Repeat the data verbatim from the line with "Annotation spec v3.2 — snow bank: box" up to and including the line with "[0,0,536,187]".

> PROVIDED DATA:
============

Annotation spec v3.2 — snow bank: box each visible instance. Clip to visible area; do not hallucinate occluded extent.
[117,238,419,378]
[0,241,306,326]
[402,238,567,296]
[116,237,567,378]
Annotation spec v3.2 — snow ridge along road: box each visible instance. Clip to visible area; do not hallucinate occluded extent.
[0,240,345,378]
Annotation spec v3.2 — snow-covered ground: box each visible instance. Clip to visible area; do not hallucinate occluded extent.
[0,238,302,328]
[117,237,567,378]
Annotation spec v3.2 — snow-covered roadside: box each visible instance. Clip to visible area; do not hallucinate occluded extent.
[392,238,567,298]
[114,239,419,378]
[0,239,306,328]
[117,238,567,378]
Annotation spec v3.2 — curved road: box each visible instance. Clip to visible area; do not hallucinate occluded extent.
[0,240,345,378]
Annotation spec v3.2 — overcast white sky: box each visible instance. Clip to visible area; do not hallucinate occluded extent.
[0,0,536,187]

============

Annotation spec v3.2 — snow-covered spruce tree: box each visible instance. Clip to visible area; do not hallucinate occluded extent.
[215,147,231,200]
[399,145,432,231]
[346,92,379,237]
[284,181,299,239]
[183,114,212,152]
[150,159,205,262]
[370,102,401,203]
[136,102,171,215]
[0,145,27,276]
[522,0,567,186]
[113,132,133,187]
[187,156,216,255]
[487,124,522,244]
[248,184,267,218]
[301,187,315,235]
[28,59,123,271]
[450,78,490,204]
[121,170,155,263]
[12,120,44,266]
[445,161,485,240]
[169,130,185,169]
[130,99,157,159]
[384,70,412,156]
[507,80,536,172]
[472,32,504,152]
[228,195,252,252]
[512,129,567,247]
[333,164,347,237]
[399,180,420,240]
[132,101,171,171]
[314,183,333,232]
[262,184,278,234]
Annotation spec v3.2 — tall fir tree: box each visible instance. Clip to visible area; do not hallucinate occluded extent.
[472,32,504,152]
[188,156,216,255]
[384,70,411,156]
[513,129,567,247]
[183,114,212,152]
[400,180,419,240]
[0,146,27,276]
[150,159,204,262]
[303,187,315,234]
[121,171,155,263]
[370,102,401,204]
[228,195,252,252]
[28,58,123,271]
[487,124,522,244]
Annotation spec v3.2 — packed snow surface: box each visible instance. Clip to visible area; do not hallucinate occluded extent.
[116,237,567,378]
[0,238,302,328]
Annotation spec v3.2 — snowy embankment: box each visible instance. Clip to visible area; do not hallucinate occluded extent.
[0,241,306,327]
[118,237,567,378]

============

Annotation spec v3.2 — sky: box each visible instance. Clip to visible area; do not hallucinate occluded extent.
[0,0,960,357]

============

> RESULT BELOW:
Annotation spec v3.2 — snow bank: box each visible instance. Clip to visible area; do not hallucinate occluded extent.
[117,238,419,378]
[0,241,306,326]
[402,238,567,296]
[116,237,567,378]
Annotation spec v3.2 — snow ridge along road: box each visible instance. Clip to visible area; do not hallucinate occluded extent.
[0,240,345,378]
Annotation spec v3.2 — snow-covered ground: box each visible instance. Clip to visible area; do not hallucinate occluded extent.
[0,238,302,328]
[117,237,567,378]
Annotation spec v3.2 — snow-covered roadside: box each visible instance. Clip to visible area; do not hallucinate occluded extent.
[392,238,567,298]
[114,239,419,378]
[0,239,306,328]
[117,238,567,378]
Annotation spec v3.2 — curved road: box each visible instance. Clip to visible area; do not hallucinate occluded extent.
[0,240,345,378]
Annotation spec v3.2 — overcast white sky: box each visible instance. Clip to visible area; do not hallucinate occluded extent.
[0,0,536,187]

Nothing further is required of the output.